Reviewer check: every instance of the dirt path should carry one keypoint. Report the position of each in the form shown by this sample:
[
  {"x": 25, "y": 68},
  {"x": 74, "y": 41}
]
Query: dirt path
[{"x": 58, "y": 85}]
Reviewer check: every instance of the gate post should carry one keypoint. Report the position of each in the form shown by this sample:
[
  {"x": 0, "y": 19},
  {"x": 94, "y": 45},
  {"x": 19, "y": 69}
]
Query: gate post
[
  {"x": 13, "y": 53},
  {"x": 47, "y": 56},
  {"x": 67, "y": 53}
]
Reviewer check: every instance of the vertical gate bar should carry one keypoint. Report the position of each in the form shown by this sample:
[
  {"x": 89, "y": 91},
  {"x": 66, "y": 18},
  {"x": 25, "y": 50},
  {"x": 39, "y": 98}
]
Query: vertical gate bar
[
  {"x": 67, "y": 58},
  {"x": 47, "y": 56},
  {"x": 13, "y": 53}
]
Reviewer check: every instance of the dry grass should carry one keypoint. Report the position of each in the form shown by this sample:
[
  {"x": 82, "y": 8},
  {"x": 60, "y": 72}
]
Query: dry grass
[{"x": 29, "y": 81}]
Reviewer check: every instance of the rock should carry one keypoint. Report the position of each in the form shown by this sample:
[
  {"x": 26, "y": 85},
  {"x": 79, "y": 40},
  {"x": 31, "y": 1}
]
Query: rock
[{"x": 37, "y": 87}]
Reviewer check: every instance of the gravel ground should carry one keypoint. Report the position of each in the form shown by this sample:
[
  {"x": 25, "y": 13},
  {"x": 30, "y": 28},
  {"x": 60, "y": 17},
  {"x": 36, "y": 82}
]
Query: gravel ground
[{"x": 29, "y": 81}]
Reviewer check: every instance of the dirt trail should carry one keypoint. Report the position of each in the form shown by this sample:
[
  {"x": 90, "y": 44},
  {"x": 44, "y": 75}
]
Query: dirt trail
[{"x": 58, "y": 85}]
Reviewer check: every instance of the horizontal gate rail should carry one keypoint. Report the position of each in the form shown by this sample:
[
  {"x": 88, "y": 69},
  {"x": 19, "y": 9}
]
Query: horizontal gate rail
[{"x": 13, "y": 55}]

━━━

- [Your instructions]: Reproduce every item above line for line, without altering any character.

- [Result of this exercise]:
Reviewer check: every instance of the dirt path should carry one keypoint. Report the position of each in the form shown by this sample:
[
  {"x": 25, "y": 68},
  {"x": 74, "y": 41}
]
Query: dirt path
[{"x": 58, "y": 85}]
Reviewer check: every instance of the gate post should carry one keypoint. Report the position of each in the form shown by this sample:
[
  {"x": 0, "y": 19},
  {"x": 94, "y": 45},
  {"x": 19, "y": 69}
]
Query: gate post
[
  {"x": 13, "y": 53},
  {"x": 47, "y": 56},
  {"x": 67, "y": 53}
]
Reviewer check: every instance of the vertical gate bar should carry one keypoint. Report the position of each in the form shown by this sample:
[
  {"x": 89, "y": 91},
  {"x": 66, "y": 18},
  {"x": 25, "y": 50},
  {"x": 39, "y": 98}
]
Query: vertical gate bar
[
  {"x": 67, "y": 58},
  {"x": 47, "y": 56},
  {"x": 13, "y": 53}
]
Reviewer check: every instance of the dry grass should carry one keypoint. Report the position of each in the form shown by this sample:
[
  {"x": 82, "y": 8},
  {"x": 60, "y": 72}
]
Query: dry grass
[{"x": 29, "y": 81}]
Reviewer check: every instance of the rock should carry one keypoint. Report the position of each in the form shown by this sample:
[
  {"x": 26, "y": 85},
  {"x": 79, "y": 40},
  {"x": 31, "y": 1}
]
Query: rock
[{"x": 37, "y": 87}]
Reviewer check: every instance of the gravel ground should carry one keypoint. Report the position of each in the form shown by this sample:
[
  {"x": 25, "y": 13},
  {"x": 30, "y": 28},
  {"x": 60, "y": 17},
  {"x": 36, "y": 82}
]
Query: gravel ground
[{"x": 29, "y": 81}]
Reviewer check: every instance of the dirt trail should carry one keypoint. Report the position of each in the form shown by this sample:
[
  {"x": 90, "y": 44},
  {"x": 44, "y": 75}
]
Query: dirt trail
[{"x": 58, "y": 85}]
Reviewer check: every instance of the horizontal gate rail should carry one keypoint. Report the position of each in the form shown by this sample:
[
  {"x": 88, "y": 69},
  {"x": 19, "y": 9}
]
Query: horizontal gate rail
[{"x": 13, "y": 55}]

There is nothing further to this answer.